# TASK GOAL
Please write out every entry below exactly, leaving out any pictures.

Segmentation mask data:
+++

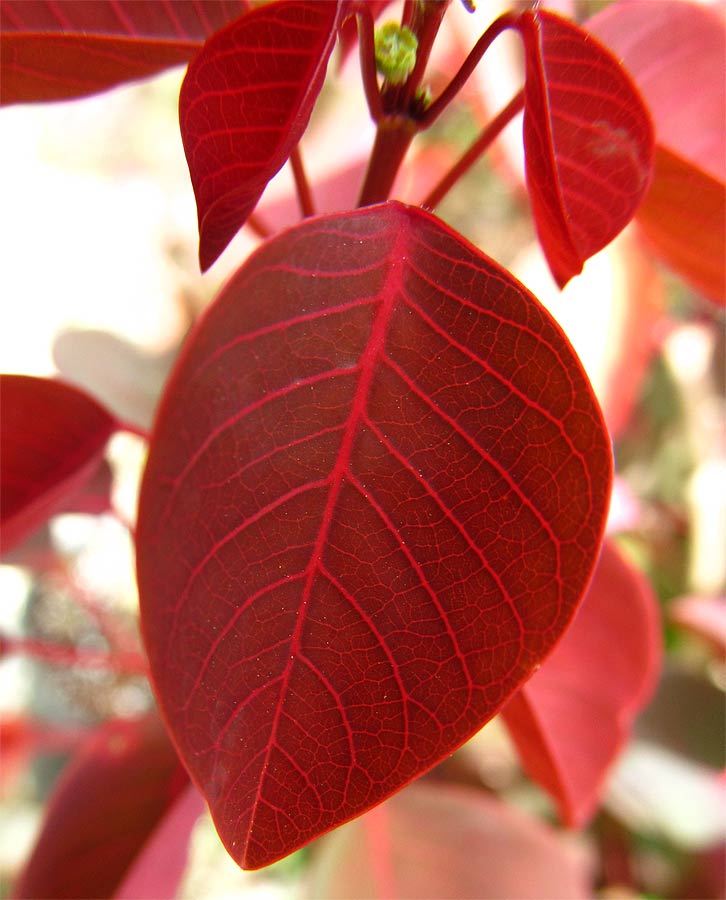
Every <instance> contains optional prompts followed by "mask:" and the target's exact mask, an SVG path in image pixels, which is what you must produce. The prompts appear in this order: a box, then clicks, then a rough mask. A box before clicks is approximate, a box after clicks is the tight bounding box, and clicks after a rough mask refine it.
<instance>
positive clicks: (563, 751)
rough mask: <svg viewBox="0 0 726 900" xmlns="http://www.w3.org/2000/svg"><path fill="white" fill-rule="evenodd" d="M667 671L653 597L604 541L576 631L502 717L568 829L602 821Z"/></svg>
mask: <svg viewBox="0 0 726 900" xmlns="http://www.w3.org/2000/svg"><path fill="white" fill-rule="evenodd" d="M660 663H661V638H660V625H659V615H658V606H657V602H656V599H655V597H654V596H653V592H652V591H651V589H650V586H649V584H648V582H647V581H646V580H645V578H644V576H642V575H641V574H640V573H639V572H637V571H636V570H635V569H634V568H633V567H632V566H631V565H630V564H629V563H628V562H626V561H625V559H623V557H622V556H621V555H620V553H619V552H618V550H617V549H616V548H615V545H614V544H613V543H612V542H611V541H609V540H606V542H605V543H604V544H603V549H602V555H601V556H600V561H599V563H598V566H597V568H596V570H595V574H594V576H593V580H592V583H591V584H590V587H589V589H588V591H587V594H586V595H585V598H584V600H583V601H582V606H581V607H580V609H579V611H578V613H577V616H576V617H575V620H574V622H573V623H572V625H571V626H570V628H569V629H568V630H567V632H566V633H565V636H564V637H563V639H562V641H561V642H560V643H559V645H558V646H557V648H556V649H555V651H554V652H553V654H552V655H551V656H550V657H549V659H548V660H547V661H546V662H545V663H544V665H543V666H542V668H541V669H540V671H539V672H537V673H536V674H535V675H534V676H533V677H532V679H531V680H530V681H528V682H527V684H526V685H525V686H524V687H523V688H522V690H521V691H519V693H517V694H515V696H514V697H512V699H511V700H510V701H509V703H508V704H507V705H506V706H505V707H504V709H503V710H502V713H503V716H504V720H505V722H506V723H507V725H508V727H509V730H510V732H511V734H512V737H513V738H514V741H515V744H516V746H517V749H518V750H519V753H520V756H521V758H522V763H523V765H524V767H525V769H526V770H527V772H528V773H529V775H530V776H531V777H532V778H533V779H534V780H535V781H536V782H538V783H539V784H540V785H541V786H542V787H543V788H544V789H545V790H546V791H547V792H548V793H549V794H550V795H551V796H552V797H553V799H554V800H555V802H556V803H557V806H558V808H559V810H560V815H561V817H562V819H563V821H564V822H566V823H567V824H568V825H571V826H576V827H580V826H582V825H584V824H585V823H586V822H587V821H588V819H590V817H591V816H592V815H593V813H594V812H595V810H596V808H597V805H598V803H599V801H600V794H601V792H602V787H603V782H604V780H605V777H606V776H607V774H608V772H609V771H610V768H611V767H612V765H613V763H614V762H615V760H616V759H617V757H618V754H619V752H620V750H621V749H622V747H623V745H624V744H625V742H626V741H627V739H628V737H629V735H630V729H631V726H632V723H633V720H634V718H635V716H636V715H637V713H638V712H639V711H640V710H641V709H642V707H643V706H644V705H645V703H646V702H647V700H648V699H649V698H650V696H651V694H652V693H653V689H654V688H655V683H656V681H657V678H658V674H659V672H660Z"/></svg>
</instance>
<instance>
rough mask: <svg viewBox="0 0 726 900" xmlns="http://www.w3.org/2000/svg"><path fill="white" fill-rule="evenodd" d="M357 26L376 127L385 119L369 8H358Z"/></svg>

+++

# RESULT OF THE TASK
Every <instance> contains optional prompts followed by "mask:" and the target's exact mask, an SVG path in image pixels, which is what you must produce. The prompts appear in this order: a box, then clicks, then a rough mask. A box before clicks is approximate, a box after clicks is the tight bounding box, and clicks after a rough mask refine it.
<instance>
positive clicks: (563, 751)
rough mask: <svg viewBox="0 0 726 900" xmlns="http://www.w3.org/2000/svg"><path fill="white" fill-rule="evenodd" d="M667 671L653 597L604 541L576 631L502 717L568 829L602 821Z"/></svg>
mask: <svg viewBox="0 0 726 900" xmlns="http://www.w3.org/2000/svg"><path fill="white" fill-rule="evenodd" d="M660 663H661V638H660V625H659V615H658V606H657V602H656V599H655V597H654V596H653V592H652V591H651V589H650V586H649V584H648V582H647V581H646V580H645V578H644V576H642V575H641V574H640V573H639V572H637V571H636V570H635V569H634V568H633V567H632V566H631V565H630V564H629V563H628V562H626V561H625V559H623V557H622V556H621V555H620V553H619V552H618V550H617V549H616V548H615V545H614V544H613V543H612V542H611V541H609V540H606V542H605V543H604V544H603V549H602V555H601V556H600V561H599V563H598V566H597V568H596V570H595V574H594V576H593V580H592V583H591V584H590V587H589V589H588V591H587V594H586V595H585V598H584V600H583V601H582V606H581V607H580V609H579V611H578V613H577V616H576V617H575V620H574V622H573V623H572V625H571V626H570V628H569V629H568V630H567V632H566V633H565V636H564V637H563V639H562V641H561V642H560V643H559V645H558V646H557V648H556V649H555V651H554V652H553V654H552V655H551V656H550V657H549V659H548V660H547V661H546V662H545V663H544V665H543V666H542V668H541V669H540V671H539V672H537V673H536V674H535V675H534V676H533V677H532V679H531V680H530V681H528V682H527V684H526V685H525V686H524V687H523V688H522V690H521V691H519V693H517V694H515V696H514V697H512V699H511V700H510V701H509V703H508V704H507V705H506V706H505V707H504V709H503V710H502V713H503V716H504V720H505V722H506V723H507V725H508V727H509V730H510V732H511V734H512V737H513V738H514V741H515V744H516V746H517V749H518V750H519V753H520V756H521V758H522V763H523V765H524V767H525V769H526V770H527V772H528V773H529V775H530V776H531V777H532V778H533V779H534V780H535V781H536V782H538V783H539V784H540V785H541V786H542V787H543V788H544V789H545V790H546V791H547V792H548V793H549V794H550V795H551V796H552V797H553V799H554V800H555V802H556V803H557V806H558V808H559V810H560V815H561V817H562V819H563V821H564V822H566V823H567V824H568V825H571V826H576V827H580V826H582V825H584V824H585V823H586V822H587V821H588V819H590V817H591V816H592V815H593V813H594V812H595V810H596V808H597V805H598V803H599V801H600V794H601V792H602V787H603V782H604V780H605V777H606V776H607V774H608V772H609V771H610V768H611V767H612V765H613V763H614V762H615V760H616V759H617V757H618V754H619V752H620V750H621V749H622V747H623V745H624V744H625V742H626V741H627V739H628V737H629V735H630V729H631V726H632V723H633V720H634V718H635V716H636V715H637V713H638V712H639V711H640V710H641V709H642V707H643V706H644V705H645V703H646V702H647V700H648V699H649V698H650V696H651V694H652V693H653V689H654V688H655V683H656V681H657V678H658V674H659V672H660Z"/></svg>
</instance>
<instance>
rough mask: <svg viewBox="0 0 726 900" xmlns="http://www.w3.org/2000/svg"><path fill="white" fill-rule="evenodd" d="M357 26L376 127L385 119L369 8H358Z"/></svg>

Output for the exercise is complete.